Entries taken from a collection:
»»

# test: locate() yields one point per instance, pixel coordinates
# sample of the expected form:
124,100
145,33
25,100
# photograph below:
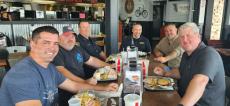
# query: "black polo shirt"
206,61
89,46
72,60
141,43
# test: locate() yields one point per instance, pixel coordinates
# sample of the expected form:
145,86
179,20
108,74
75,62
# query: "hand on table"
111,87
92,81
113,65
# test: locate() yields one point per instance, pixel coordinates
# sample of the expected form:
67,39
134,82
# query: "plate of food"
159,83
105,74
87,97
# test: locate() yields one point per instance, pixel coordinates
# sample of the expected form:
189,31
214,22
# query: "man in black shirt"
89,46
141,42
87,43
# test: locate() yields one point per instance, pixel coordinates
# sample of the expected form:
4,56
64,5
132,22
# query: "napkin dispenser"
133,77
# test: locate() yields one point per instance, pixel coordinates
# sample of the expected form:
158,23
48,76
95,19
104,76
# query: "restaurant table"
157,98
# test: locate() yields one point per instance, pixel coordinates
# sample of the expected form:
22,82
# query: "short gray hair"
191,25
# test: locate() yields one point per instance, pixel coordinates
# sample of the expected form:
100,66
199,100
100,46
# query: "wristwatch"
180,105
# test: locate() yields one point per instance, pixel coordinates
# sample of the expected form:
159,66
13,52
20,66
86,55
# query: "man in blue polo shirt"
70,60
141,42
34,80
201,80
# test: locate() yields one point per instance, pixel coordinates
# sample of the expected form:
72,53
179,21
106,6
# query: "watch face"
129,6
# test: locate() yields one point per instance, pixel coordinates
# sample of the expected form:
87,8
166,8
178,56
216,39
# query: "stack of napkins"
110,94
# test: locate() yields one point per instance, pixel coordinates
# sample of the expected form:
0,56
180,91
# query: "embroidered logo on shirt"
79,57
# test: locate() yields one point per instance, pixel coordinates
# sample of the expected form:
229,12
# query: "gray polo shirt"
166,46
206,61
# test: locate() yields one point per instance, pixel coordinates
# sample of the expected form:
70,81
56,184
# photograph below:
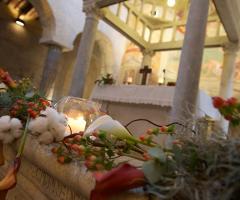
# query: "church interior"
77,74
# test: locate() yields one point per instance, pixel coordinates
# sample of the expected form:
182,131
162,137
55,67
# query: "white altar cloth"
136,94
151,95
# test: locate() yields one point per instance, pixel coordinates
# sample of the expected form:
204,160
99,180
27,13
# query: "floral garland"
170,166
23,109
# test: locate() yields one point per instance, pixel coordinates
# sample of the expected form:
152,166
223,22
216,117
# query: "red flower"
120,179
218,102
228,117
232,101
6,78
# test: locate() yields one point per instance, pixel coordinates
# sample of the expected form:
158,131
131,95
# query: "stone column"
146,61
50,69
230,54
186,92
227,77
85,49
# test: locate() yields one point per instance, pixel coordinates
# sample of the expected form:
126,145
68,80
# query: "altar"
129,102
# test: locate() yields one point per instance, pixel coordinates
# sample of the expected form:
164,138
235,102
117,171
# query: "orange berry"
99,166
61,159
54,150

««

Requirements: Omit the pictures. Transcribe every record exactly.

Output for this task:
# test: locate() yields one point per instance, pixel coordinates
# sample of the expected form:
124,100
145,33
25,100
# photograph below:
# query: "black polo shirt"
206,61
89,46
72,60
141,43
# test: locate() yields one point per instance, pixel coordinates
# sample of the expected form:
145,86
179,20
108,74
75,62
# query: "hand on table"
111,87
92,81
113,65
# test: locate() yields one point per instance, pixel coordinates
# sample of the expected form:
67,39
134,82
# query: "plate of food"
159,83
105,74
87,97
# test: locate() yields one point per instance, pixel coordinates
# sample of the expected form:
189,31
214,22
# query: "man in black shirt"
89,46
141,42
87,43
# test: locate() yields one point per instance, pixel coordinates
# sample of the expected form:
4,56
64,5
132,22
# query: "napkin dispenser"
133,77
# test: locate() yields one point per instance, pixel coordinates
# sample of the expected form:
158,23
48,76
95,19
104,76
# query: "restaurant table"
157,98
# test: locate() yields one point per instance, pixel coordinates
# sample of the expected form:
22,82
# query: "short gray hair"
191,25
# test: locate() yields one point per instance, pixel coordinates
# sample of the expected form:
100,66
199,100
100,46
# query: "wristwatch"
180,105
# test: locate() yields one point per instance, pixel coordinates
# sample of the expected form:
159,66
13,52
20,66
86,55
# query: "man in blue polo shirt"
70,60
141,42
34,80
201,80
# test: locate() yields one point per instance, pixel coordinates
# sample of the expected form:
72,53
179,21
106,6
# query: "watch face"
129,6
# test: locate() yields one point per instance, pixel coordinates
# sample of the expected form:
87,8
166,8
178,56
216,39
# query: "stack of napkins"
110,94
# test: locate() yields one point per instance, pixel coordinates
# sample of the expected form:
0,56
180,91
# query: "embroidered logo on shirt"
79,57
# test: locate() yields one point per instance, pixel coordinates
# sample of the expected form:
229,12
# query: "gray polo shirt"
166,46
206,61
# test: locate() yields one point per instance, pixel coordinates
# sample of the expected form:
70,81
56,184
# photograph below:
# query: "church interior"
77,74
# test: locate() yields one point per instance, pixel coordinates
# sample of the expected form:
182,131
162,137
55,67
# query: "white altar cloth"
136,94
151,95
# test: locate() yields one point per instance, pixel coordinates
# sample of the expected form:
204,160
99,180
27,13
# query: "floral garland"
170,166
23,109
# test: locate() yields one point per instance, pixel coordinates
# sample of the expected form:
152,166
223,22
216,117
# query: "red flower"
120,179
218,102
228,117
232,101
6,78
# test: locate() yields one point per instance, pixel coordinates
# sample of the expected form:
158,131
131,95
# query: "stone column"
146,61
50,69
230,54
186,92
227,77
85,49
# test: locate() yields one point per instance, pixel coordinates
# sample of the expected form:
126,145
68,80
# query: "altar"
129,102
# test: locate() yields one point per instance, pixel coordinates
# sample of the expected form:
164,138
235,102
117,171
# query: "orange berry"
99,166
61,159
54,150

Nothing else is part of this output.